**Text for analysis**

★ ★ ★ ★ ★

Week 4 Notes -Spatial Data & GIS Operations in R

Published

September 29, 2025

Key Concepts Learned

Vector Data Model turn real world into simplified geometric - Points → Locations (schools, hospitals, crime incidents) - Lines → Linear features (roads, rivers, transit routes) - Polygons → Areas (census tracts, neighborhoods, service areas)

  • Shape file (.shp+supporting files) .shp (schools-(95.00,Q.00)) .shx (schools-(1)) .dbf (school,name:penn)
  • GeoJSON(.geojson)
  • KML/KMZ (Google Earth)
  • Database connections (PostGIS)

The Earth

bumpy geoid ->

step 1. approximate Earth’s shape with ellipsoid.

step 2. tie ellipsoid to the real Earth (Datum).

  • 1866 Clarke Meades Ranch, Kansas
  • North American Datum 1927 (NAD 27) -> NAD 83
  • GRS 80 - earth centered
  • WGS 84

step 3. put down lat/lon grid >>> Geographic (geodetic) Coordinate Systems with Lat/Lon (so far)

★ ★ ★ ★ ★

**Work instruction 1**
How would you translate this sentence from the GIS notes into Spanish: "step 1. approximate Earth’s shape with ellipsoid."?
**Work instruction 2**
Can you quote the GIS notes from "Vector Data Model" up to and including "KML/KMZ (Google Earth)"?
The records aren't needed for anything here.

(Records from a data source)
★ ★ ★ ★ ★

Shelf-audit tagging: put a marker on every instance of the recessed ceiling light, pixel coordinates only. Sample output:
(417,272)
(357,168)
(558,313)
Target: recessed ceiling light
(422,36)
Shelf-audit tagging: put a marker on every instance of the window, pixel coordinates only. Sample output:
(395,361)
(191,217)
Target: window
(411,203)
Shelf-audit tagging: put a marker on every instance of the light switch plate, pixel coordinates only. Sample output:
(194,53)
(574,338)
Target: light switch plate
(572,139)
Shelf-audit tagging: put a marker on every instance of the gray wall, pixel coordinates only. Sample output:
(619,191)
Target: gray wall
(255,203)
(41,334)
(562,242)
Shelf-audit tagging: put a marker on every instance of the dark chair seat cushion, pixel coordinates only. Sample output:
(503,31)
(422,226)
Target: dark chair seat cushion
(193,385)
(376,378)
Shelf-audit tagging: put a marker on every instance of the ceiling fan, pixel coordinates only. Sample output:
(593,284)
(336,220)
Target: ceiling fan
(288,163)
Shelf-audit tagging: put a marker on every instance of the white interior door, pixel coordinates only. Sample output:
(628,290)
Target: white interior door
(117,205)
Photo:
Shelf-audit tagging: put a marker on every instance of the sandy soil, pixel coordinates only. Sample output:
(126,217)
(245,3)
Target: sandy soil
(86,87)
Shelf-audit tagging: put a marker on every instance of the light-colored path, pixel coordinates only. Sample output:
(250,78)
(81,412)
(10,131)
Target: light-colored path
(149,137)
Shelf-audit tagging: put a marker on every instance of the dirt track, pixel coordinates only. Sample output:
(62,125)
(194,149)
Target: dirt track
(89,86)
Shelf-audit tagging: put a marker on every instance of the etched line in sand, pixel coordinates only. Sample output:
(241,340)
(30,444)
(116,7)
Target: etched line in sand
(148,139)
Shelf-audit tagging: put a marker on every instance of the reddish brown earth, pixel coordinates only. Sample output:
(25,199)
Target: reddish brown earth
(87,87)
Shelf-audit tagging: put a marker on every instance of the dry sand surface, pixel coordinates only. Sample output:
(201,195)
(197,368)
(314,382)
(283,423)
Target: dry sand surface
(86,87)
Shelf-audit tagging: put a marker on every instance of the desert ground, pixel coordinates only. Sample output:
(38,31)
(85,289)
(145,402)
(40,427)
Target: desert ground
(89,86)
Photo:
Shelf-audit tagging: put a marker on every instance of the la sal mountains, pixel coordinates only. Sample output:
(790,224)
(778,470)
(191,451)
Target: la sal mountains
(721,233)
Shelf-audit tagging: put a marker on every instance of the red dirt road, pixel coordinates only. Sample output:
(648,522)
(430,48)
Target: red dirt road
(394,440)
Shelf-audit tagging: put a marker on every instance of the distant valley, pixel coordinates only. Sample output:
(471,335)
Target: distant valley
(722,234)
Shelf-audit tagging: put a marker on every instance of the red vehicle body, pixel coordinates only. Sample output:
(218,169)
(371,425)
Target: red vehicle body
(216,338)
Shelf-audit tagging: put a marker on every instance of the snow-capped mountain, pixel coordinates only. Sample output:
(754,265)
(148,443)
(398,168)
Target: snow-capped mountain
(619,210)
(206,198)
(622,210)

★ ★ ★ ★ ★

**Your response 1**
Paso 1. Aproximar la forma de la Tierra con un elipsoide.

**Your response 2**
Vector Data Model turn real world into simplified geometric - Points → Locations (schools, hospitals, crime incidents) - Lines → Linear features (roads, rivers, transit routes) - Polygons → Areas (census tracts, neighborhoods, service areas)

  • Shape file (.shp+supporting files) .shp (schools-(95.00,Q.00)) .shx (schools-(1)) .dbf (school,name:penn)
  • GeoJSON(.geojson)
  • KML/KMZ (Google Earth)